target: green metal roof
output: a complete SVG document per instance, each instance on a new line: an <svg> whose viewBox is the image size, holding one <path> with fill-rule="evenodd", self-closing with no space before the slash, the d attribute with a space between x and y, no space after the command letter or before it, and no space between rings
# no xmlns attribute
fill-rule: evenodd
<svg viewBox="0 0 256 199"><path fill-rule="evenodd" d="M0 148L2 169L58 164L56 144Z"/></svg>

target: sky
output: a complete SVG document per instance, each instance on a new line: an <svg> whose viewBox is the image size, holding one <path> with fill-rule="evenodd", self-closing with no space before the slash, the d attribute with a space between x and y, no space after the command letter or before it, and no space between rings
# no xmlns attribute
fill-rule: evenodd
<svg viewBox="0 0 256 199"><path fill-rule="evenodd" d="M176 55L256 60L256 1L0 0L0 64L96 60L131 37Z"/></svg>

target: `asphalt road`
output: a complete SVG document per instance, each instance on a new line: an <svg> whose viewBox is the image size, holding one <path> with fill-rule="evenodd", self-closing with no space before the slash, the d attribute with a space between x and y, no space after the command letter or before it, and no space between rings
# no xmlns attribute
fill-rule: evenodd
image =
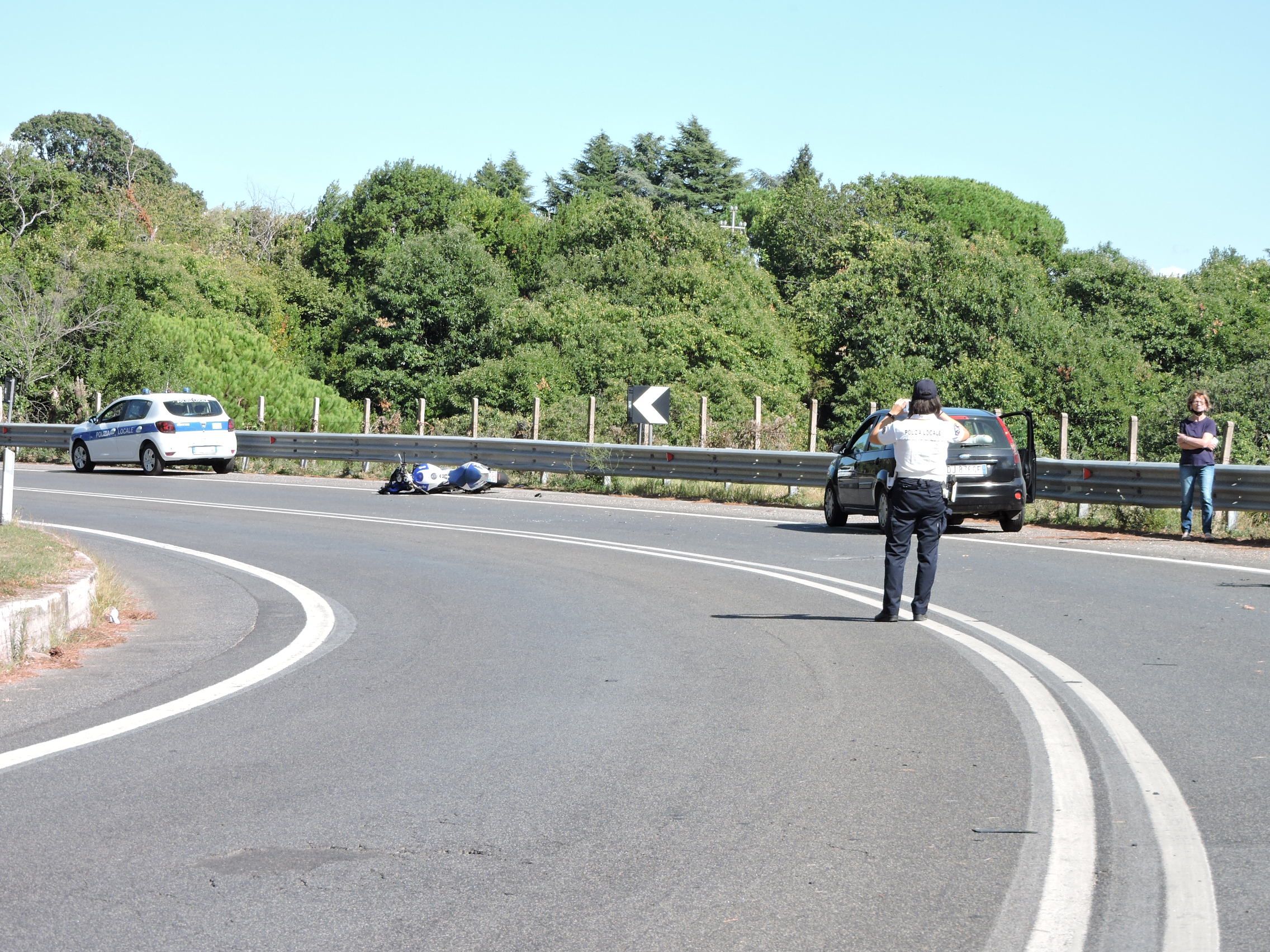
<svg viewBox="0 0 1270 952"><path fill-rule="evenodd" d="M0 770L0 948L1270 948L1270 560L954 531L960 616L875 625L865 522L367 489L20 468L27 518L334 626ZM0 687L0 757L306 625L70 534L159 618Z"/></svg>

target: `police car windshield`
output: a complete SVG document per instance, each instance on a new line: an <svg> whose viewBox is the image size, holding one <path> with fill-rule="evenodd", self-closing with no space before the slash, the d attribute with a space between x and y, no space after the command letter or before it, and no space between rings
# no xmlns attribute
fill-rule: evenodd
<svg viewBox="0 0 1270 952"><path fill-rule="evenodd" d="M225 413L215 400L165 400L164 406L173 416L220 416Z"/></svg>
<svg viewBox="0 0 1270 952"><path fill-rule="evenodd" d="M1001 426L1001 420L996 416L961 416L952 414L952 419L970 430L970 438L961 446L969 447L1008 447L1010 439Z"/></svg>

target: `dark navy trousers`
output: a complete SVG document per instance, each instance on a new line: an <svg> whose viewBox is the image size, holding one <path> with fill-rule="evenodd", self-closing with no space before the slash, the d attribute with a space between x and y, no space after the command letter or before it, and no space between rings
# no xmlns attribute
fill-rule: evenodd
<svg viewBox="0 0 1270 952"><path fill-rule="evenodd" d="M886 614L899 614L904 590L904 562L917 534L917 585L913 588L913 614L926 614L935 586L940 559L940 536L947 528L944 486L935 480L898 479L888 493L890 517L886 523L886 576L881 607Z"/></svg>

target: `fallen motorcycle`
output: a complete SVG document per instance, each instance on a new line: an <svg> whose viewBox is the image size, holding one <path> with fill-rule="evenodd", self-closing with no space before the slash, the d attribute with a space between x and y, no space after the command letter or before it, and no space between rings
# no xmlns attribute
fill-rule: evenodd
<svg viewBox="0 0 1270 952"><path fill-rule="evenodd" d="M427 495L429 493L481 493L494 486L507 485L507 473L490 470L475 461L456 466L452 470L432 463L408 463L398 457L398 467L389 481L380 486L381 496L395 496L403 493Z"/></svg>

### Directions for this task:
Render everything from the line containing "target: sky" down to the line containing "55L256 60L256 1L0", both ends included, as a Markdown table with two columns, Number and Text. Put each line's sequence number under Number and the line itself under Text, and leave out any blank lines.

### Task result:
| Number | Text |
|---|---|
| 1 | target: sky |
| 2 | output: a complete SVG document per instance, each instance on a new line: an <svg> whose viewBox is the image size, holding one <path> with fill-rule="evenodd", self-closing with no space before the slash, the d attribute with a space between x and y, no space after the command letter or before it, and no space between rings |
| 3 | # no xmlns attribute |
| 4 | fill-rule: evenodd |
| 5 | <svg viewBox="0 0 256 199"><path fill-rule="evenodd" d="M176 55L256 60L256 1L0 0L0 64L96 60L131 37Z"/></svg> |